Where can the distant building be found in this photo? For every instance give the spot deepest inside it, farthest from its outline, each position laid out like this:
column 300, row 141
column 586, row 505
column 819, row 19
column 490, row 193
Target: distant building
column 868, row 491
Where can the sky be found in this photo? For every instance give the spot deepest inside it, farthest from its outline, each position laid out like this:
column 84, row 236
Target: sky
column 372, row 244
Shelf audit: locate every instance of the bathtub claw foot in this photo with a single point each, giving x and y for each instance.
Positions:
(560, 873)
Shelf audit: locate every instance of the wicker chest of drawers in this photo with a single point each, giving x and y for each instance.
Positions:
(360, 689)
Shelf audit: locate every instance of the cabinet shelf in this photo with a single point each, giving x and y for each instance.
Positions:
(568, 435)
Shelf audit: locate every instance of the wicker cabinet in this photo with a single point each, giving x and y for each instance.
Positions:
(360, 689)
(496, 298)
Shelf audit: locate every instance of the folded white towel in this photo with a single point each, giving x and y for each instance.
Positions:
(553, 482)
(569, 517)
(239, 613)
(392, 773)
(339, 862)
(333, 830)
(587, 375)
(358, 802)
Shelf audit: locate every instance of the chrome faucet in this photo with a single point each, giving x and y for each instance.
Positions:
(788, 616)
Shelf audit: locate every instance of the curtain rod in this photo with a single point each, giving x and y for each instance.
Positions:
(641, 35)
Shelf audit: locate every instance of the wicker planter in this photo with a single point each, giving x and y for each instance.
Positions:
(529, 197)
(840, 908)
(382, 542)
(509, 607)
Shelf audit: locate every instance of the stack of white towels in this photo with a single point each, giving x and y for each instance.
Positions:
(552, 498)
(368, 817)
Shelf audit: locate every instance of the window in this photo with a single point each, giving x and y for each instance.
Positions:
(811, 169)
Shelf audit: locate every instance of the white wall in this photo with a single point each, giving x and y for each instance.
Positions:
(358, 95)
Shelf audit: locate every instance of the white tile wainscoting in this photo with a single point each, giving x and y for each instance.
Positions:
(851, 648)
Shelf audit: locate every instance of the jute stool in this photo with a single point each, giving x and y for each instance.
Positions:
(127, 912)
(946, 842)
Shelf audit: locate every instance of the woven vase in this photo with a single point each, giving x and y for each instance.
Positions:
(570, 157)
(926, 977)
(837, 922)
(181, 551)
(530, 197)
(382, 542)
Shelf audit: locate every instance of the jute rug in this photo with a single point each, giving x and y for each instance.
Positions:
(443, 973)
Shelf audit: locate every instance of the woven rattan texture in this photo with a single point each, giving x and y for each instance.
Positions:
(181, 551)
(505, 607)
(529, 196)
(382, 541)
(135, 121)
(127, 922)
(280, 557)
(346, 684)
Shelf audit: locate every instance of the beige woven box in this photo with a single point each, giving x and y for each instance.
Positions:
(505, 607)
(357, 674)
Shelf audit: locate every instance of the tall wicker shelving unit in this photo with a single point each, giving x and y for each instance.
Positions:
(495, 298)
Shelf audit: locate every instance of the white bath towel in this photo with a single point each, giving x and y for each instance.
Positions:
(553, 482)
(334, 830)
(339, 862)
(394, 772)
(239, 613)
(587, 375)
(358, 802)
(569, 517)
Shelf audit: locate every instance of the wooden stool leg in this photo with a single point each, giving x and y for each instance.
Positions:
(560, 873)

§ WHAT THE EXERCISE ASKS: Write the material out again word for word.

§ REPLY:
Where can the distant building be found in this photo? For every instance give the spot deepest inside it, farthest from its outline, each position laid out like this:
column 300, row 141
column 586, row 505
column 819, row 19
column 490, row 193
Target: distant building
column 868, row 491
Where can the sky be found in this photo? For every instance give the spot deepest inside it, farthest from its outline, each position laid out like this:
column 84, row 236
Target: sky
column 372, row 244
Shelf audit: locate every instance of the bathtub claw foot in this photo with a single point each, giving x and y for each instance.
Positions:
(560, 873)
Shelf audit: locate every instance of the wicker chest of drawers in this photo with a single point each, giving x and y for each instance.
Positions:
(360, 689)
Shelf audit: locate every instance of the cabinet shelf in this photo with a single point each, giving x and y for each instance.
Positions:
(568, 435)
Shelf audit: locate every instance of the wicker cabinet in this photo with a single point each, giving x and y for each instance.
Positions:
(360, 689)
(496, 298)
Shelf audit: locate every instance of the folded white towel in this photo with a single point each, giving x and y for each instance.
Positions:
(553, 482)
(569, 517)
(239, 613)
(392, 773)
(339, 862)
(333, 830)
(587, 375)
(358, 802)
Shelf audit: locate every instance of the chrome faucet in this photo with a single point each, giving x and y for each instance.
Positions:
(788, 616)
Shelf audit: locate every instance of the curtain rod in this photo with a single point each, giving x and y for each instance.
Positions:
(641, 35)
Shelf audit: locate every instance of the wicker planter in this photo with a single point each, giving x and y for each instance.
Positions:
(529, 197)
(840, 908)
(382, 542)
(509, 607)
Shelf audit: locate every instance of the stack of white towels in this photo with a single point each, giving x and y for each instance.
Positions:
(552, 498)
(368, 817)
Shelf audit: locate every instance of the window in this photo with a single point each, giving x and y for each instance.
Positions:
(811, 169)
Shelf audit: locate every instance of the white wall in this photo with a single point each, giving x and y for each instance.
Positions:
(358, 95)
Shelf audit: locate every instance of the white tile wainscoting in this photo with a single point each, giving x and y for each instance.
Positions:
(851, 648)
Shelf audit: locate every instance of the jute stool in this photo with a single point each, giving x and y for each instance.
Positions:
(127, 912)
(946, 842)
Shelf audit: locate every instance of the woven vase in this photo with a single point each, giving x and y for each instance.
Positions:
(570, 157)
(926, 977)
(837, 922)
(181, 551)
(530, 197)
(382, 542)
Shelf audit: locate every instance of the jute rug in this photo with a single point each, giving x and y for each instance.
Positions:
(443, 973)
Shelf audit: locate every instance of the woven rattan texture in this photo with a single point each, giving x and y for each instance.
Positions:
(181, 551)
(505, 607)
(529, 196)
(382, 541)
(135, 121)
(127, 922)
(280, 557)
(346, 684)
Shelf audit: locate every instance of the beige woven box in this photo with a single point each, giving x and y for each instance.
Positions:
(505, 607)
(357, 674)
Shelf audit: locate every instance of the tall wicker shelving unit in this photo with a single point each, giving x and y for each instance.
Positions:
(495, 298)
Shelf audit: locate every instance of the white bath towel in this photo with a single point each, giving x and y for each instance.
Positions:
(553, 482)
(334, 830)
(339, 862)
(394, 772)
(239, 613)
(587, 375)
(358, 802)
(569, 517)
Shelf audit: locate every instance of the wooden stool leg in this photo with a single point each, giving x and y for each instance.
Positions:
(560, 873)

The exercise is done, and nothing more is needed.